- RAW RECORDS
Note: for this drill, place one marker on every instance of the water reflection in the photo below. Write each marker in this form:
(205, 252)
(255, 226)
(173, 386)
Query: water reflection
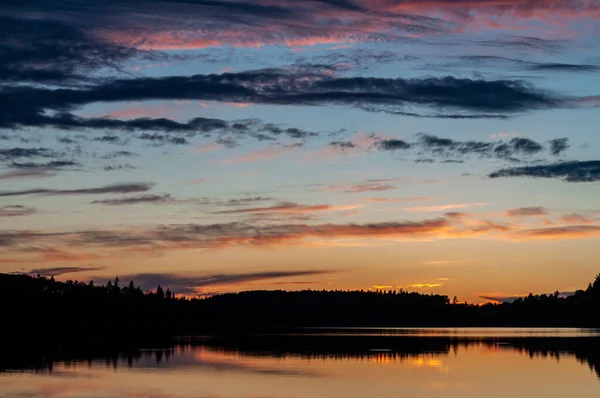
(312, 364)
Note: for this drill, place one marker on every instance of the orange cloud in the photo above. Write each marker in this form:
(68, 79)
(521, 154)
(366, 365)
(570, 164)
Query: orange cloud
(401, 200)
(427, 209)
(566, 232)
(425, 285)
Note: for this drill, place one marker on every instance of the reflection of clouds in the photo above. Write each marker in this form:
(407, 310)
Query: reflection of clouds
(207, 359)
(433, 363)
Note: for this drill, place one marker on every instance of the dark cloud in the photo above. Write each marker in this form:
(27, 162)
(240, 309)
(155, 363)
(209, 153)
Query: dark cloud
(508, 150)
(133, 200)
(392, 144)
(16, 211)
(26, 173)
(281, 208)
(62, 270)
(433, 96)
(517, 64)
(525, 146)
(52, 165)
(161, 139)
(47, 51)
(191, 283)
(248, 200)
(559, 145)
(116, 188)
(573, 171)
(527, 211)
(16, 153)
(343, 144)
(500, 298)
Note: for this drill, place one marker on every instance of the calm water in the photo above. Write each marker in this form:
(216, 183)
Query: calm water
(319, 363)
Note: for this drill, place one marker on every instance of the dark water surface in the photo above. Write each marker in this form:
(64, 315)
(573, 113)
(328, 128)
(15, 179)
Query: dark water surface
(349, 362)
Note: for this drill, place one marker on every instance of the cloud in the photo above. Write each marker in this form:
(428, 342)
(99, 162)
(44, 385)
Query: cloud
(373, 185)
(425, 285)
(116, 188)
(16, 211)
(31, 173)
(527, 212)
(134, 200)
(577, 219)
(264, 154)
(480, 61)
(443, 96)
(502, 298)
(52, 165)
(290, 208)
(192, 283)
(572, 171)
(62, 270)
(565, 232)
(400, 200)
(501, 149)
(392, 144)
(426, 209)
(558, 146)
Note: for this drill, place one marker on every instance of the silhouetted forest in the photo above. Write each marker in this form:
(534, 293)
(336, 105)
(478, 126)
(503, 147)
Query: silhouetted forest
(39, 306)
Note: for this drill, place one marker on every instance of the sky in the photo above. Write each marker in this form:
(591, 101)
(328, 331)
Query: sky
(217, 146)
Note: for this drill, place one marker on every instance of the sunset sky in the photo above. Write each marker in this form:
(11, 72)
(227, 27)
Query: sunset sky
(439, 146)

- EXERCISE PROMPT
Copy all of the lines above word for word, leaving out the pictures.

- FINAL RESULT
Note: for this drill, place one marker on every instance of the water reflection in the photo below. Write each marker in this form:
(205, 252)
(255, 226)
(173, 386)
Query: water reflection
(312, 364)
Note: for this drill, place one marker on every instance of the orange cloud in the photo above. Write each marker in this form:
(68, 79)
(521, 154)
(366, 365)
(570, 164)
Query: orange cloud
(401, 200)
(427, 209)
(566, 232)
(425, 285)
Note: for this drill, place one marker on every instance of the reflection of clouds in the photo above. Write each marker in this form:
(407, 310)
Query: reflection of clouds
(207, 359)
(433, 363)
Note: for this drill, place one marker on every instance of the dark cloud in the photo above. Write each marker in this form:
(27, 162)
(240, 309)
(155, 363)
(209, 153)
Query: dark cloud
(508, 150)
(133, 200)
(392, 144)
(16, 211)
(26, 173)
(281, 208)
(62, 270)
(433, 96)
(517, 64)
(525, 146)
(52, 165)
(161, 139)
(47, 51)
(191, 283)
(248, 200)
(559, 145)
(116, 188)
(573, 171)
(527, 211)
(16, 153)
(343, 144)
(500, 298)
Note: for this drill, place one marker on every instance of the calm water in the photo above. Write each marker in this form:
(216, 183)
Query: calm water
(319, 363)
Note: for this drill, place one marker on every instance of the dark water surface in the photo above. Write each marker in this form:
(64, 315)
(573, 113)
(328, 128)
(15, 179)
Query: dark water surface
(349, 362)
Note: for this drill, place one marker on every instance of the cloud in the photo above. Write each marker in this form:
(428, 342)
(99, 162)
(44, 385)
Query: cloud
(373, 185)
(425, 285)
(116, 188)
(16, 211)
(31, 173)
(527, 212)
(134, 200)
(577, 219)
(264, 154)
(480, 61)
(443, 96)
(502, 298)
(52, 165)
(290, 208)
(192, 283)
(572, 171)
(62, 270)
(565, 232)
(400, 200)
(501, 149)
(392, 144)
(426, 209)
(558, 146)
Note: for this drill, place one marker on every instance of the silhouetted forest in the photo above. Write each marker in this form:
(534, 293)
(336, 105)
(478, 126)
(503, 147)
Query: silhouetted forest
(39, 306)
Note: for this drill, place one marker on every instance of the sky in the photo above. Write each marker in this form:
(591, 101)
(328, 331)
Query: sky
(217, 146)
Note: for this drill, place one marker on every instance of the sunset sky in the photo above. Write each marker in this form:
(11, 72)
(227, 27)
Query: sunset sky
(439, 146)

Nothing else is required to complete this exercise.